TEXTO CITADO
════════
Talvez eu seja uma sonhadora irrecuperável ou se sonhar com utopias é o que salva o resto de esperança. Num mundo em mudanças aceleradas percebo que valores essenciais estão sumindo. Não sei como desfazer-me de valores que guiaram minhas caminhadas pela vida afora. Vivemos uma época conturbada e, mesmo que não goste das
teorias da conspiração, tenho que admitir que talvez eu esteja absorvendo um
estilo de vida que só favorece interesses de grupos que criam dificuldades para
vender facilidades. A propaganda convence os “consumidores” (é isto que somos)
de que cada indivíduo de uma família deve ter sua própria TV, seu computador,
seu carro, seu espaço absolutamente individualizado – “separar para governar”. Os
entretenimentos de TV ou as redes sociais são rigorosamente programados segundo
os princípios do “condicionamento operante”: bons comportamentos recebem
recompensa e geram outros comportamentos semelhantes. Repete-se o comportamento
desejado.
════════
DADOS DO CONJUNTO
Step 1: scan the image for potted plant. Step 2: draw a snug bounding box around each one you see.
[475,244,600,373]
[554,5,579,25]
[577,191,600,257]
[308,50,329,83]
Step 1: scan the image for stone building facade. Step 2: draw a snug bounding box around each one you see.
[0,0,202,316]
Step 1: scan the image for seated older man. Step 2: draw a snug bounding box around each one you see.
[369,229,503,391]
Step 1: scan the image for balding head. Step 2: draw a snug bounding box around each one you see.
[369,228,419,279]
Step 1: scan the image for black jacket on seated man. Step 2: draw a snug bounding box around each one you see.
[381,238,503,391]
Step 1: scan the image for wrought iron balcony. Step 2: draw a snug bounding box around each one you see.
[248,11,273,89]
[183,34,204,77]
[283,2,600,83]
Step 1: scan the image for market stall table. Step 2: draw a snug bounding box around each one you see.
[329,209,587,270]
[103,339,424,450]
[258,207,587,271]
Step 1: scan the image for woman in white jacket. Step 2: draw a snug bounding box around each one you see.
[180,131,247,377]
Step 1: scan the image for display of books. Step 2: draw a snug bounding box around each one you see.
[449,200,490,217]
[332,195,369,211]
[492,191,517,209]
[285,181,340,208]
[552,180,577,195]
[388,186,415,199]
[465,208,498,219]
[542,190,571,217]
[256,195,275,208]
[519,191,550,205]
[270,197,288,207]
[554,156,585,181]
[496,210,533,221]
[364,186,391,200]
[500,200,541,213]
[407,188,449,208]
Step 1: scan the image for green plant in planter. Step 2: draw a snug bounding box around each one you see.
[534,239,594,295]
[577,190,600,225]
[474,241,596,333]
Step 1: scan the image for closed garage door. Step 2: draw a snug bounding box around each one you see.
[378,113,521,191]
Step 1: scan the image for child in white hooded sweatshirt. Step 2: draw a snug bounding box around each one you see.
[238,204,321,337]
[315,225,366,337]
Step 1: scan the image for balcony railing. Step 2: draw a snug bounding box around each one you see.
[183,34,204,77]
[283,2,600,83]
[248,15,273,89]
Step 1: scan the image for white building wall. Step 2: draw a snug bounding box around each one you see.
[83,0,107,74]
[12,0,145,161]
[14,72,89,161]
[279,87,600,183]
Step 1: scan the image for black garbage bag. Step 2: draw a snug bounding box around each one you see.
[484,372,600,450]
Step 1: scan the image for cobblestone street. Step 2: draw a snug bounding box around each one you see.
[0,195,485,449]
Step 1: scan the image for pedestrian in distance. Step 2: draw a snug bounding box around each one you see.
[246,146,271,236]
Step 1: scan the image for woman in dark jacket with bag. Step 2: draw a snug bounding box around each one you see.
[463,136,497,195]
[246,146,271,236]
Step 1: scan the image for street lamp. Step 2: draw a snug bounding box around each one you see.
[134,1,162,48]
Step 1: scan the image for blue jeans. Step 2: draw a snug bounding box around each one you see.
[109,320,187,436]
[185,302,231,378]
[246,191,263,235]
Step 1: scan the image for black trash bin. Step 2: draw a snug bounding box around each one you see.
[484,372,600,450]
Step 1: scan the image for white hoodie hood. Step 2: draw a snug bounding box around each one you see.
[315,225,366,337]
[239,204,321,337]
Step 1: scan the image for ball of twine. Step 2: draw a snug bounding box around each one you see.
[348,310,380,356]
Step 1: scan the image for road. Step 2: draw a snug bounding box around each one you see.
════════
INSTRUÇÃO A
Reescreva de forma mais concisa o parágrafo do texto citado iniciado por "Talvez eu seja uma sonhadora", preservando seus fatos principais.
INSTRUÇÃO B
Prossiga com o texto citado sobre valores e consumo a partir do ponto em que ele se encerra.
Os dados não guardam relação com o texto citado.

RESULTADO DA TAREFA A
Talvez eu seja uma sonhadora incorrigível, ou talvez sonhar com utopias seja o que preserva o resto de esperança. Num mundo em rápida transformação, vejo valores essenciais desaparecerem e não consigo abandonar os que me guiaram na vida. Embora não goste das teorias da conspiração, admito que talvez esteja adotando um estilo de vida que só favorece grupos que criam dificuldades para vender facilidades. A propaganda convence os "consumidores", que é o que somos, de que cada membro da família deve ter TV, computador, carro e espaço próprios: "separar para governar". A TV e as redes sociais seguem o "condicionamento operante". O bom comportamento é recompensado e, assim, repetido.

RESULTADO DA TAREFA B
Enquanto estamos cada vez mais presos aos reforços da rede e da
mídia, o mundo, a nossa casa, transforma-se num lugar insalubre. Violência, destruição
da natureza, corrupção solta – e não está concentrada no Brasil, como muitos
parecem acreditar – guerras estúpidas, tudo estimulando intensivamente um
gigante da alma humana, o medo, este sentimento que nos oprime e nos mantém trancafiados em casa ou perambulando nos
shoppingcenters (já em vias de desaparecerem, engolidos pela mudanças das formas de comercialização). Poucos se atrevem a protestar e quando o fazem, nem sempre entendem muito
bem sobre o que estão protestando. Quando acontece de multidões saírem às ruas,
como no caso dos acontecimentos de massa que têm ocorrido pelo Brasil inteiro, os
cartazes deixam claro que são diferentes motivos que movem aquelas pessoas e,
infelizmente, um deles é o ódio, outro gigante da alma, segundo Mira y Lopes. Criam-se manifestações perigosas porque levam em seu bojo a semente da separação.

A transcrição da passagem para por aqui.